***** Enregistrements *****
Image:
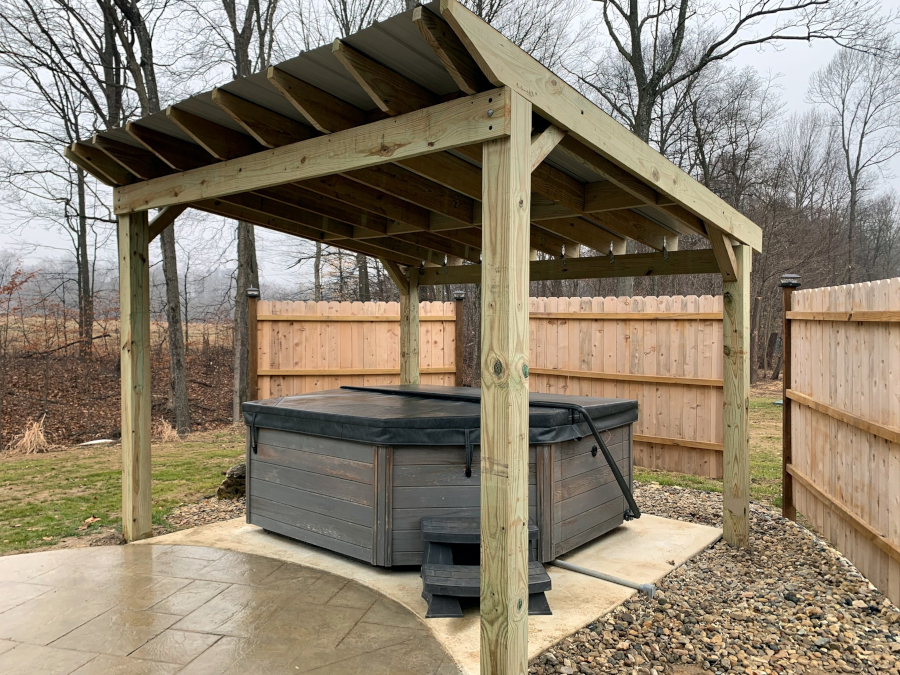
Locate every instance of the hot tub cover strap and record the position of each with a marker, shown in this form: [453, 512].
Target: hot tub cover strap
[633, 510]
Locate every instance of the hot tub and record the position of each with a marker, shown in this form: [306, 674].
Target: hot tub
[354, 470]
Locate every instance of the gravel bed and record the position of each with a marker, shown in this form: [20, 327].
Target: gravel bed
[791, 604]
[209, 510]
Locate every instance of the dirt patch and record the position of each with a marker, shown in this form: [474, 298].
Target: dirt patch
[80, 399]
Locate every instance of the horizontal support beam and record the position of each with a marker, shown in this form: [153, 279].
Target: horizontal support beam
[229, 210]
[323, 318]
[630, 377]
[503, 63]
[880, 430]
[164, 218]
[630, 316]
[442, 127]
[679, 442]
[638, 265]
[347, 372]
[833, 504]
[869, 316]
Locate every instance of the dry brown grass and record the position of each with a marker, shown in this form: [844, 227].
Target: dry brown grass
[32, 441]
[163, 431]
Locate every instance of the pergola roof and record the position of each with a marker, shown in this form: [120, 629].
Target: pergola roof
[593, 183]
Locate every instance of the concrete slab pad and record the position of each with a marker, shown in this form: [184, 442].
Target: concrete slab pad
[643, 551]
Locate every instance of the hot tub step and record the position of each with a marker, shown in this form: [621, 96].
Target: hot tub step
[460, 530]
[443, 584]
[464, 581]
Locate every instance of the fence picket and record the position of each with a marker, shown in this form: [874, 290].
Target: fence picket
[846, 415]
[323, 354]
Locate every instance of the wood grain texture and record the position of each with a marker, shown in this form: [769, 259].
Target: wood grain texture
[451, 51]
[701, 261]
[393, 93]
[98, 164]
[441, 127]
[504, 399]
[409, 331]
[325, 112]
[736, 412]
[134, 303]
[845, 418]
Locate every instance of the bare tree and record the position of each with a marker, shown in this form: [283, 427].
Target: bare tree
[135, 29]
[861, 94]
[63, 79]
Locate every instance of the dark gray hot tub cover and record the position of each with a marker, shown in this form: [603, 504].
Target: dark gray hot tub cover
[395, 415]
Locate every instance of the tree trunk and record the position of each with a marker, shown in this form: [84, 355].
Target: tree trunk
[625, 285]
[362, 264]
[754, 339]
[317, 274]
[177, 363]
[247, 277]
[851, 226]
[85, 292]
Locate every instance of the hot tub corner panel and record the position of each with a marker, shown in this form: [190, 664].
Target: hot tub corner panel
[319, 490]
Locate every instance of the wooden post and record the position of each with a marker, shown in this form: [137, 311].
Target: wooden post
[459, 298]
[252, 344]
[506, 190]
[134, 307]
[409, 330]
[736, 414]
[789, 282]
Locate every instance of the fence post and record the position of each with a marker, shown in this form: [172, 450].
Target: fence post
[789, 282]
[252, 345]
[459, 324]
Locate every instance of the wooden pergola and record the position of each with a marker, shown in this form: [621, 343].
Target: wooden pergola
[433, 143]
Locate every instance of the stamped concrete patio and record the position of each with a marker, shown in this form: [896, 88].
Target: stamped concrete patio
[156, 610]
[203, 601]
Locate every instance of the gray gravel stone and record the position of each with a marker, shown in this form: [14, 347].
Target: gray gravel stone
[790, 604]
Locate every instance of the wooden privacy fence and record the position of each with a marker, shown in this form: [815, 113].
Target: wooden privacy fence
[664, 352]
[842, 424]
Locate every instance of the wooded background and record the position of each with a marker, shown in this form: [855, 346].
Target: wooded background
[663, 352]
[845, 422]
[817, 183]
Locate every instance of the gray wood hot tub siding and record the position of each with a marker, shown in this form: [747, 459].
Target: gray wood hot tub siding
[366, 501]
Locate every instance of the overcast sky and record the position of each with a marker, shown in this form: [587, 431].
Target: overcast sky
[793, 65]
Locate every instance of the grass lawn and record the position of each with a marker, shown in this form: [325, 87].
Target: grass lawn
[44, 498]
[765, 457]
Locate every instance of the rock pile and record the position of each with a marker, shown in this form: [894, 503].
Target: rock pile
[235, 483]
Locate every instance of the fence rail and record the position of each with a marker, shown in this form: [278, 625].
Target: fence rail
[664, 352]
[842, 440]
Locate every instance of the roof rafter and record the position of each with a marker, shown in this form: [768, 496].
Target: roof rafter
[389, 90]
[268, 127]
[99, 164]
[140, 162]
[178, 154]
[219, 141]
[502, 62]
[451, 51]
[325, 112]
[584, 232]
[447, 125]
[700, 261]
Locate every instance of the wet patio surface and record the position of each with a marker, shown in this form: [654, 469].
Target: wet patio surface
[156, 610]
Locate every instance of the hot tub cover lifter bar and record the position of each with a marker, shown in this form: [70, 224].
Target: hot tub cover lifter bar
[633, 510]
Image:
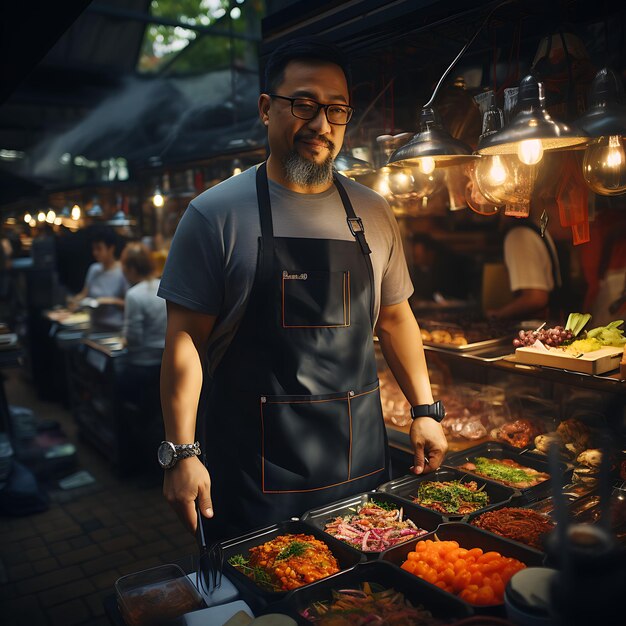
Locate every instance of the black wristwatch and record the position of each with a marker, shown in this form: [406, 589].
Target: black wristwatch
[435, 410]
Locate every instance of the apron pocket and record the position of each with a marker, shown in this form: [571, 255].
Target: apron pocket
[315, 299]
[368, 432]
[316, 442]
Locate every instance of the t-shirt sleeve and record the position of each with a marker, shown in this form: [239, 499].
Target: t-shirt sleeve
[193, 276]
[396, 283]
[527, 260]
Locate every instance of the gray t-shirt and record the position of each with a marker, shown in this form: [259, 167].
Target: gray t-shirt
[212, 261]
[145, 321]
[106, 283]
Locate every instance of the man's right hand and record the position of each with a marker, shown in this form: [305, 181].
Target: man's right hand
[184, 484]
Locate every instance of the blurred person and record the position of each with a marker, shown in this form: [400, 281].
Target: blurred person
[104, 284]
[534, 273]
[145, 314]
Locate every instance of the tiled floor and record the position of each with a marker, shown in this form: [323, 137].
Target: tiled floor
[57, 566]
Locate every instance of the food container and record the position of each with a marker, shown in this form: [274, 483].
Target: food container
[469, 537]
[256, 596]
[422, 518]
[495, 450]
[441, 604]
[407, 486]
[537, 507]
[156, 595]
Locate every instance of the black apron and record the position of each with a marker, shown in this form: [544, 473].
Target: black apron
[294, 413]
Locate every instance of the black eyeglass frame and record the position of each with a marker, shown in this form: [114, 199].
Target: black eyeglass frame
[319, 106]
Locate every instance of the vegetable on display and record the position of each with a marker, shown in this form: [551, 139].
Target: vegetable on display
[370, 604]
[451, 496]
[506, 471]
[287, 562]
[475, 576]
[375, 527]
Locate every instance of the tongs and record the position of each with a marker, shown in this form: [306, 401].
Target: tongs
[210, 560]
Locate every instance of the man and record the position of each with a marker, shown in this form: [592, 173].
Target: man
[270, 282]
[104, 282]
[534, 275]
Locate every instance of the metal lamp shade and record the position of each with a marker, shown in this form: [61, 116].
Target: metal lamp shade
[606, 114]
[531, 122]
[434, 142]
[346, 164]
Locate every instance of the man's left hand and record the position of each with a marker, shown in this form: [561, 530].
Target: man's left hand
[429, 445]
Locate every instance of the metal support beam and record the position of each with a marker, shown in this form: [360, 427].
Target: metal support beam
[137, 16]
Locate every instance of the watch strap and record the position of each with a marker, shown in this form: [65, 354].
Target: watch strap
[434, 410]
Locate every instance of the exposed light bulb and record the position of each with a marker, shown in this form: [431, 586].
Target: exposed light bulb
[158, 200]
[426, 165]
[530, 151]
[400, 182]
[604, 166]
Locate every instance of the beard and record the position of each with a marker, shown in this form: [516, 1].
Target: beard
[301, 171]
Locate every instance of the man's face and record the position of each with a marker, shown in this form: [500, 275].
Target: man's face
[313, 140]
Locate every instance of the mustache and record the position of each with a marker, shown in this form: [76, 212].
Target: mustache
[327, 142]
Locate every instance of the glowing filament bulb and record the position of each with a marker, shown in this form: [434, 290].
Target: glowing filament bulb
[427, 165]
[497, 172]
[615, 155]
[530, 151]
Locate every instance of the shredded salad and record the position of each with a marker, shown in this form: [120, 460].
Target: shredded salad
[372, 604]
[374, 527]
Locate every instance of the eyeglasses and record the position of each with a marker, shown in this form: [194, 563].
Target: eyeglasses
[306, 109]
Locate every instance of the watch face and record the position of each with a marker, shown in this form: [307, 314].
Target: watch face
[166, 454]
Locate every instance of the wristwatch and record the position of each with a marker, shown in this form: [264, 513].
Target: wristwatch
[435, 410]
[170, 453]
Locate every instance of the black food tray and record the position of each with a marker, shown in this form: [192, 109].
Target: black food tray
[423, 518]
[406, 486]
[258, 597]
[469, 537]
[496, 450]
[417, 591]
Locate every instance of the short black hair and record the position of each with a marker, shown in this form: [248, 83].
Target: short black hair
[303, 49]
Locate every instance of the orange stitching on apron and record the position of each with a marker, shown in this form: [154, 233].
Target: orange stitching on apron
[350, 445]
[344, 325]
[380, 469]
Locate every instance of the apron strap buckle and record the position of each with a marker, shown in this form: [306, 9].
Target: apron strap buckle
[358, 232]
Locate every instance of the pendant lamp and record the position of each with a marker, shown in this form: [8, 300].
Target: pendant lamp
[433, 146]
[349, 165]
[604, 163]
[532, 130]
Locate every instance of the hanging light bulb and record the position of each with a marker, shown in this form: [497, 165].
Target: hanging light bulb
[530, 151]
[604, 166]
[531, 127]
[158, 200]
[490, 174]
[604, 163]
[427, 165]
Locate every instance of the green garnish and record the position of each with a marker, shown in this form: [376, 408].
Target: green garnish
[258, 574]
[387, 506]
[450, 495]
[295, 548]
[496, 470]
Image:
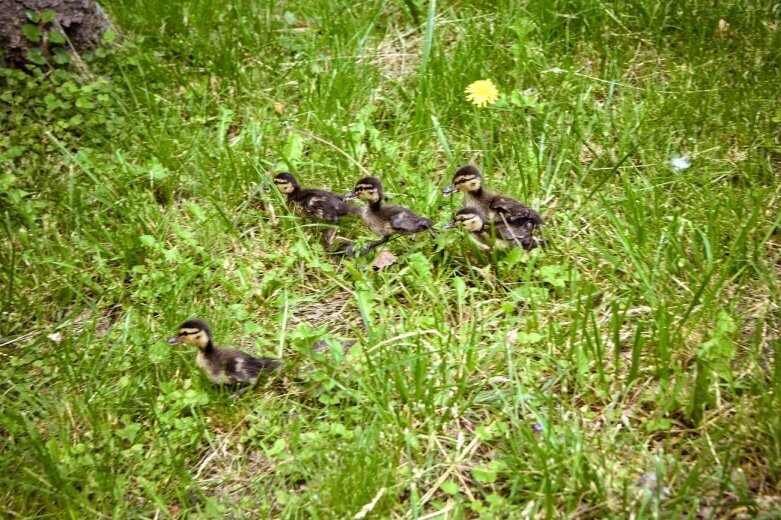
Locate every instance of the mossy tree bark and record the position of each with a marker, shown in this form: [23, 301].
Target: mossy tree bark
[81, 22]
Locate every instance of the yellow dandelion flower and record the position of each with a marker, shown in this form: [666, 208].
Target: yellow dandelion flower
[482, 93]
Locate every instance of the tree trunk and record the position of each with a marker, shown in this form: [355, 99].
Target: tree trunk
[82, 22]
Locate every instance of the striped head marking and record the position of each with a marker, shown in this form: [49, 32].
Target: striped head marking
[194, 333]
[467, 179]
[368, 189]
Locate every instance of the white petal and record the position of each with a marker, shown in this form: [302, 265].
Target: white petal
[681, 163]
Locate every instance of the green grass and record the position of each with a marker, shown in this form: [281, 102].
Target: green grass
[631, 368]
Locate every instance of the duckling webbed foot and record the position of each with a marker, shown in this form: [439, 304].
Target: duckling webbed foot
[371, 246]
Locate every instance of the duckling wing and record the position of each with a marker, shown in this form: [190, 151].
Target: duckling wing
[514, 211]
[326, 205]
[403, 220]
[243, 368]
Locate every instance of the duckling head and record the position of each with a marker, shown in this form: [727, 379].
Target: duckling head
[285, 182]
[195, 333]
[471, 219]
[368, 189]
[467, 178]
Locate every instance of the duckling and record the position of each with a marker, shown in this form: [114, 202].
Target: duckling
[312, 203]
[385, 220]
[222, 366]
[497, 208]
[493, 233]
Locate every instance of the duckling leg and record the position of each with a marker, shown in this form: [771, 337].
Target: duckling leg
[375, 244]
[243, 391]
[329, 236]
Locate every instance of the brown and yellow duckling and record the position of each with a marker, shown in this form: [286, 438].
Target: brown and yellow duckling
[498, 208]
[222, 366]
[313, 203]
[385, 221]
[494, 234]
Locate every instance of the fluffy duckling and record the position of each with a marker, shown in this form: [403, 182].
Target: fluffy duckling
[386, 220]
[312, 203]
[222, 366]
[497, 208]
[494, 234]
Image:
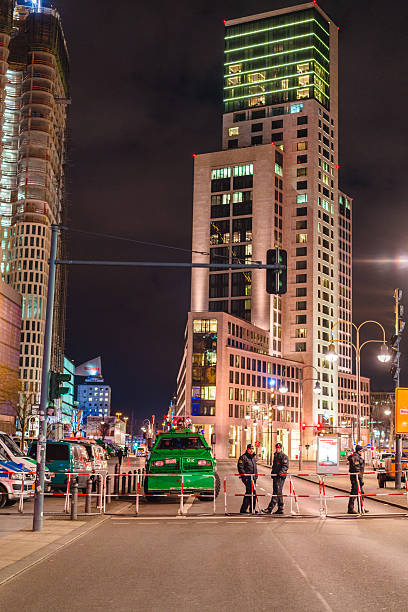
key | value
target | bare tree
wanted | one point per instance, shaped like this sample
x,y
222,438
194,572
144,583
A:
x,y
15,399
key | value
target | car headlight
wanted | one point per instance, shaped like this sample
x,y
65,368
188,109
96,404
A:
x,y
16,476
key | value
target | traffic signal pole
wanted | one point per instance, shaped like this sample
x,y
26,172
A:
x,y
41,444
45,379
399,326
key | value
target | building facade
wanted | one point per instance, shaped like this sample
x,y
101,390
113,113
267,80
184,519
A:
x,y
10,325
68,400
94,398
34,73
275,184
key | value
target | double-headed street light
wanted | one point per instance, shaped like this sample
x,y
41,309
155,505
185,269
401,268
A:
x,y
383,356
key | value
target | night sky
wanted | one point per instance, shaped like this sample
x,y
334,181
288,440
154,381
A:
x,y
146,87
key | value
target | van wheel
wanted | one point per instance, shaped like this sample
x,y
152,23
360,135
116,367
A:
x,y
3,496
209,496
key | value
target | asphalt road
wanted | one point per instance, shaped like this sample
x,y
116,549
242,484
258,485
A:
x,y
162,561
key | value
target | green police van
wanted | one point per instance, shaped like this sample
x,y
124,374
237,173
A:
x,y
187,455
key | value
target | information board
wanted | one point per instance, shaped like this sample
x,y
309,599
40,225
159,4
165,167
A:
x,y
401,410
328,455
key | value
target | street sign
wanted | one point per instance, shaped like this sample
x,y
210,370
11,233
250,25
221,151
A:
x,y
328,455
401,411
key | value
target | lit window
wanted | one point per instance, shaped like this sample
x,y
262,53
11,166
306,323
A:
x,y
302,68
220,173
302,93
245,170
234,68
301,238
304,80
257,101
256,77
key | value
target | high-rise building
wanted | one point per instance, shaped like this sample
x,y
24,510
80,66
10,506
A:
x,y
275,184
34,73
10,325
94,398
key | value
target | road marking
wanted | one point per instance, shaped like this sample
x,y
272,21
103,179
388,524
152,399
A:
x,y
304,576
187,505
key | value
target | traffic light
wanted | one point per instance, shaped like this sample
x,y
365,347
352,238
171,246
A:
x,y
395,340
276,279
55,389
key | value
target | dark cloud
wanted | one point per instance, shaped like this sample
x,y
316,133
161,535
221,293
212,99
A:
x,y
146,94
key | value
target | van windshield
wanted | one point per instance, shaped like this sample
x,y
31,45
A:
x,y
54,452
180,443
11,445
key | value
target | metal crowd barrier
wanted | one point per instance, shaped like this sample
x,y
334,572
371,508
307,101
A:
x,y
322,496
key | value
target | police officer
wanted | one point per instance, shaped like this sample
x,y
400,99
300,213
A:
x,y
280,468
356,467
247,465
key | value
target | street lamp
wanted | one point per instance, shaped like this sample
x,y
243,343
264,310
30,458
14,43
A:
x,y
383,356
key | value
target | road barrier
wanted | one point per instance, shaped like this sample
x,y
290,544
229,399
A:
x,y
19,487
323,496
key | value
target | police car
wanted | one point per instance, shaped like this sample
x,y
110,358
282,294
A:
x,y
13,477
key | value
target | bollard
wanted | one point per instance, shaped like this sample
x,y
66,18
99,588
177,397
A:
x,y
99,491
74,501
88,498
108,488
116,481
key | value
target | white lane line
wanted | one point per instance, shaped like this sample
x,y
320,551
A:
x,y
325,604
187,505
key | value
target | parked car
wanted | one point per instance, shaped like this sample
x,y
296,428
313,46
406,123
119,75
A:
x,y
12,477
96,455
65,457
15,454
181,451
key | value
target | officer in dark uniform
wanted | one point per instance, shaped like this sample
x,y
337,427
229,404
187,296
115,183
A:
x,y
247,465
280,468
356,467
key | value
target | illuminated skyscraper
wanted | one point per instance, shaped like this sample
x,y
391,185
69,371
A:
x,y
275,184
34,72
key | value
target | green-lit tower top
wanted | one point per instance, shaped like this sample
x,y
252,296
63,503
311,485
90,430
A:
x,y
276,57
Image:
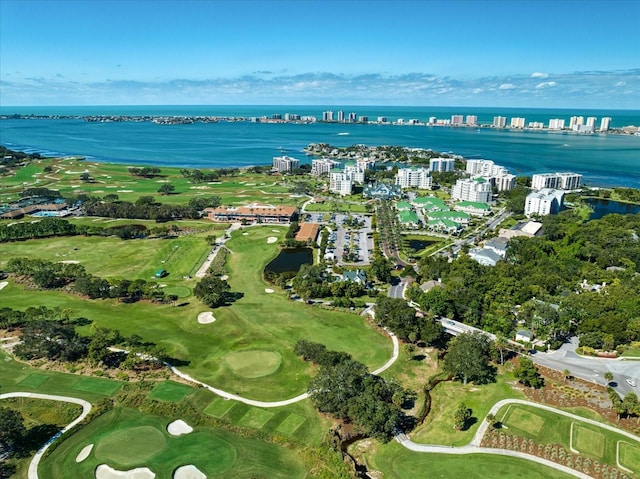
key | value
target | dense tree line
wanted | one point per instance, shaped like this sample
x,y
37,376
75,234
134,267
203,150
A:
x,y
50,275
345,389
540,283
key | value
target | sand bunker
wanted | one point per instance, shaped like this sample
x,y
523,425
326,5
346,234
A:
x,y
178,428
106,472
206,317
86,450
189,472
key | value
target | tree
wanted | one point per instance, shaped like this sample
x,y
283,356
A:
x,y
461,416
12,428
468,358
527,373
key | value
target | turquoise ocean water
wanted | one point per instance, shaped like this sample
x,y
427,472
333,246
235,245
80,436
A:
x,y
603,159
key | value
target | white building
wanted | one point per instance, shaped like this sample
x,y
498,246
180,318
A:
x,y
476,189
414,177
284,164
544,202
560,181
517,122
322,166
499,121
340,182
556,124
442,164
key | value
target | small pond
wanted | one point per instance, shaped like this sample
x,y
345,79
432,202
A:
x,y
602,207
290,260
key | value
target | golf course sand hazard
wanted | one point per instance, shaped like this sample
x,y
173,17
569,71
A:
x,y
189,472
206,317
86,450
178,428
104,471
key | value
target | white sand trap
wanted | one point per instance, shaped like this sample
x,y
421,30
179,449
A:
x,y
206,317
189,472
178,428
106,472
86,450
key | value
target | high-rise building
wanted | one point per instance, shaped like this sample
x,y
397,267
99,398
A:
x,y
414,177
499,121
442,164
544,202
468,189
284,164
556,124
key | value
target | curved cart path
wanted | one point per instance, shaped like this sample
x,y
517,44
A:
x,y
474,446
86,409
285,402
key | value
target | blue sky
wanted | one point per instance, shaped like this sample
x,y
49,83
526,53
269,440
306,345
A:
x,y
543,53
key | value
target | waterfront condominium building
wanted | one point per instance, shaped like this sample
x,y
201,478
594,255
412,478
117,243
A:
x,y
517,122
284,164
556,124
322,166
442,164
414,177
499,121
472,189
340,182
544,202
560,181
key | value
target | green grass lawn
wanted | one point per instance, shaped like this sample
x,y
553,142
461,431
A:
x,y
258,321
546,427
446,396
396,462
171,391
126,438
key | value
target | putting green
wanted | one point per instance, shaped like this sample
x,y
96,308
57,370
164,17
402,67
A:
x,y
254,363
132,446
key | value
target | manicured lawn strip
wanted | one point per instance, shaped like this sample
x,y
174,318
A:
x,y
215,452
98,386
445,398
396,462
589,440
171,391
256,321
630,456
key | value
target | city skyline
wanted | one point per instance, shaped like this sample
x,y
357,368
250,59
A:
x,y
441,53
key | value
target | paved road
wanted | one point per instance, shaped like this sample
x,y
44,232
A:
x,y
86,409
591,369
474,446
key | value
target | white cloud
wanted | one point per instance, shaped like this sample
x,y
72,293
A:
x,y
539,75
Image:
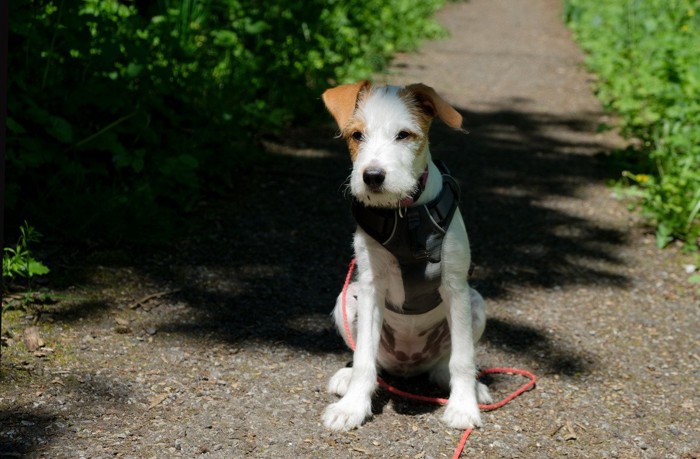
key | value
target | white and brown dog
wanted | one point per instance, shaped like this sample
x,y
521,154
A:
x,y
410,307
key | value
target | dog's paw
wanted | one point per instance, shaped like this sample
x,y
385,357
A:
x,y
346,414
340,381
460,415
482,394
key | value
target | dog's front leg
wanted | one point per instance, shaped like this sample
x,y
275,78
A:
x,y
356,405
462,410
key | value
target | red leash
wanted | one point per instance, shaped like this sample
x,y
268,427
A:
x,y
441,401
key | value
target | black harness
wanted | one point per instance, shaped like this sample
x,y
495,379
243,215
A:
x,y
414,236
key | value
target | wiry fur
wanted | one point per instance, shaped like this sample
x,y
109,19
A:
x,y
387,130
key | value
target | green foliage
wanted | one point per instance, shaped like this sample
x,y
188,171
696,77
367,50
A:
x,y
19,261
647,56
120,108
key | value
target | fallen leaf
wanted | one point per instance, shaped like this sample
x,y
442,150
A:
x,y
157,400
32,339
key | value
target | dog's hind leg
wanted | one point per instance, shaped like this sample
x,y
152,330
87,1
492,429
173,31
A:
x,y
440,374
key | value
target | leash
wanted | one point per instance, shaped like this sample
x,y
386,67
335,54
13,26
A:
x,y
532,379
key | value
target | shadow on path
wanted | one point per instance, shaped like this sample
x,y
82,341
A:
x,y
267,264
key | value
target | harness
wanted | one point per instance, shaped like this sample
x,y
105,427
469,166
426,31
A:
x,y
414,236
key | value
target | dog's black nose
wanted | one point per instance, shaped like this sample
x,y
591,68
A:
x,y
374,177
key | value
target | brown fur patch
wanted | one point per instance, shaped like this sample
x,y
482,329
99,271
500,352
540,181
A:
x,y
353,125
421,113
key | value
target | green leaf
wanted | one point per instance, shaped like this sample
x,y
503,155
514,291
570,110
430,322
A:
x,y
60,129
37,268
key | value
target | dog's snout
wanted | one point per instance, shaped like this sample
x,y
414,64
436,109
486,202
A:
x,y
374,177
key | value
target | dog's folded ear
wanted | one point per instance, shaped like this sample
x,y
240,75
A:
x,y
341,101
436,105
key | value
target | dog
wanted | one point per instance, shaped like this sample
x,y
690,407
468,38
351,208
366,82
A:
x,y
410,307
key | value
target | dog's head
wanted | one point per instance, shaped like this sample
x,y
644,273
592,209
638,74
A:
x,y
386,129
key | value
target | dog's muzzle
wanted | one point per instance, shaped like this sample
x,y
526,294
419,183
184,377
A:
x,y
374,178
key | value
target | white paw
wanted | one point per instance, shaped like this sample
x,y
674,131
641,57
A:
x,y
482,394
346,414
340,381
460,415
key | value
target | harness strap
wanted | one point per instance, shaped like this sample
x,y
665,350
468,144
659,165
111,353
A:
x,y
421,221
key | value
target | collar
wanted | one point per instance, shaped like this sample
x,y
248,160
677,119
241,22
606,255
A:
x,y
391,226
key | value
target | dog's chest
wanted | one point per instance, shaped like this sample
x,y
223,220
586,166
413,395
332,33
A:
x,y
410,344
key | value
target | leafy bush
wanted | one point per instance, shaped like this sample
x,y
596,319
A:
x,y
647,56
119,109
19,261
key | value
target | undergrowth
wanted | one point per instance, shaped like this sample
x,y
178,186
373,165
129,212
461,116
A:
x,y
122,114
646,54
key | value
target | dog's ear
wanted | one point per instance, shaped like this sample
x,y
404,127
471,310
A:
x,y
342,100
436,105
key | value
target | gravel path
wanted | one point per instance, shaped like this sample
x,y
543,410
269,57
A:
*****
Consigne:
Comptez les lignes des enregistrements qui contiennent la chaîne « slab » et donnez uniquement ce nombre.

Réponse:
2